PROBLEM TO WORK ON —
Copy each of the following rows word for word, with no changes.

SUPPLIED ENTRIES —
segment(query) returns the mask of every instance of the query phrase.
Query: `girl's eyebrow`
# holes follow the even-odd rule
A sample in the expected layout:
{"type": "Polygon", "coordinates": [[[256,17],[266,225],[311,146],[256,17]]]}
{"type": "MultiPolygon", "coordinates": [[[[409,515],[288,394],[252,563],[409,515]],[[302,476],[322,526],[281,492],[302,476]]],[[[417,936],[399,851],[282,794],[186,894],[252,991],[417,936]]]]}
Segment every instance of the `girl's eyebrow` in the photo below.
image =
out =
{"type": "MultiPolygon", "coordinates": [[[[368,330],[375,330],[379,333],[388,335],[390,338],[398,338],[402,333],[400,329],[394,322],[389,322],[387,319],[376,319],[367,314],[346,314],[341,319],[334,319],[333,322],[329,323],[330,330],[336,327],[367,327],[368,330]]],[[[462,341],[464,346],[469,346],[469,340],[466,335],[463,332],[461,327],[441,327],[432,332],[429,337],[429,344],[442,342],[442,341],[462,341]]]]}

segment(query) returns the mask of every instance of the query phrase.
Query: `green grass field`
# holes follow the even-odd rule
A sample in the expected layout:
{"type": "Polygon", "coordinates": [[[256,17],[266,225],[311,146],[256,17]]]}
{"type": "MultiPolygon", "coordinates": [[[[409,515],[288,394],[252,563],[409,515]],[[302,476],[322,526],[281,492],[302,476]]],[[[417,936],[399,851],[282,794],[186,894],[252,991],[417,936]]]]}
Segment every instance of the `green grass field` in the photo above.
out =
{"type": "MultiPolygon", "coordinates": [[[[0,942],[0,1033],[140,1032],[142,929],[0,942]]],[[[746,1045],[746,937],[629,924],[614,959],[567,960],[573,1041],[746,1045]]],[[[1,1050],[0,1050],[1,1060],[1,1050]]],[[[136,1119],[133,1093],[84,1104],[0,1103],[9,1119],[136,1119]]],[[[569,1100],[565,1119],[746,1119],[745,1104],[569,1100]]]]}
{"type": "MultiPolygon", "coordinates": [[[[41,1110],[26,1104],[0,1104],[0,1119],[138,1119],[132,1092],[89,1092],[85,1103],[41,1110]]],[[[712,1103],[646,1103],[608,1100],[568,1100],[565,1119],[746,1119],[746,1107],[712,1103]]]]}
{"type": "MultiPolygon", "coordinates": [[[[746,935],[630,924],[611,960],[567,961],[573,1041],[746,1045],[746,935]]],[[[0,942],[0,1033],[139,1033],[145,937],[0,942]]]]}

REPLY —
segment(query) returns the mask of every instance of the query phrase.
Query: `girl's eyebrow`
# holes follow the even-odd rule
A sample in the expected layout:
{"type": "Polygon", "coordinates": [[[256,17],[266,225],[311,146],[256,17]]]}
{"type": "MultiPolygon", "coordinates": [[[[409,515],[288,394],[252,563],[409,515]],[[302,476],[322,526],[281,492],[302,476]]],[[[417,936],[399,851],[282,794],[186,894],[252,991],[417,936]]]]}
Segment every instance of the `girl's eyebrow` in the photo below.
image =
out =
{"type": "MultiPolygon", "coordinates": [[[[368,330],[375,330],[379,333],[388,335],[390,338],[398,338],[402,333],[400,329],[394,322],[389,322],[387,319],[376,319],[367,314],[346,314],[341,319],[334,319],[333,322],[329,323],[330,330],[336,327],[367,327],[368,330]]],[[[462,341],[464,346],[469,346],[469,340],[466,335],[463,332],[461,327],[441,327],[432,332],[429,337],[429,344],[442,342],[442,341],[462,341]]]]}

segment(query) returns the mask of every instance of the query phrase.
Query: `green grass field`
# holes follow the even-odd rule
A sample in the expected layout:
{"type": "Polygon", "coordinates": [[[256,17],[266,225],[311,146],[256,17]]]}
{"type": "MultiPolygon", "coordinates": [[[[409,515],[288,394],[252,563],[409,515]],[[302,476],[322,526],[281,492],[302,476]]],[[[417,936],[399,851],[282,794],[186,894],[252,991],[417,936]]]]}
Segment every instance of the `green grass field` in the photo above.
out =
{"type": "MultiPolygon", "coordinates": [[[[0,942],[0,1033],[140,1032],[142,929],[0,942]]],[[[746,1045],[746,937],[629,924],[614,959],[567,960],[573,1041],[746,1045]]],[[[1,1050],[0,1050],[1,1060],[1,1050]]],[[[136,1119],[133,1093],[84,1104],[0,1103],[9,1119],[136,1119]]],[[[569,1100],[565,1119],[746,1119],[745,1104],[569,1100]]]]}
{"type": "MultiPolygon", "coordinates": [[[[41,1110],[26,1104],[0,1104],[0,1119],[138,1119],[132,1092],[89,1092],[85,1103],[41,1110]]],[[[712,1103],[646,1103],[608,1100],[568,1100],[565,1119],[746,1119],[746,1107],[712,1103]]]]}
{"type": "MultiPolygon", "coordinates": [[[[746,935],[630,924],[611,960],[567,961],[573,1041],[746,1045],[746,935]]],[[[0,942],[0,1033],[139,1033],[145,937],[0,942]]]]}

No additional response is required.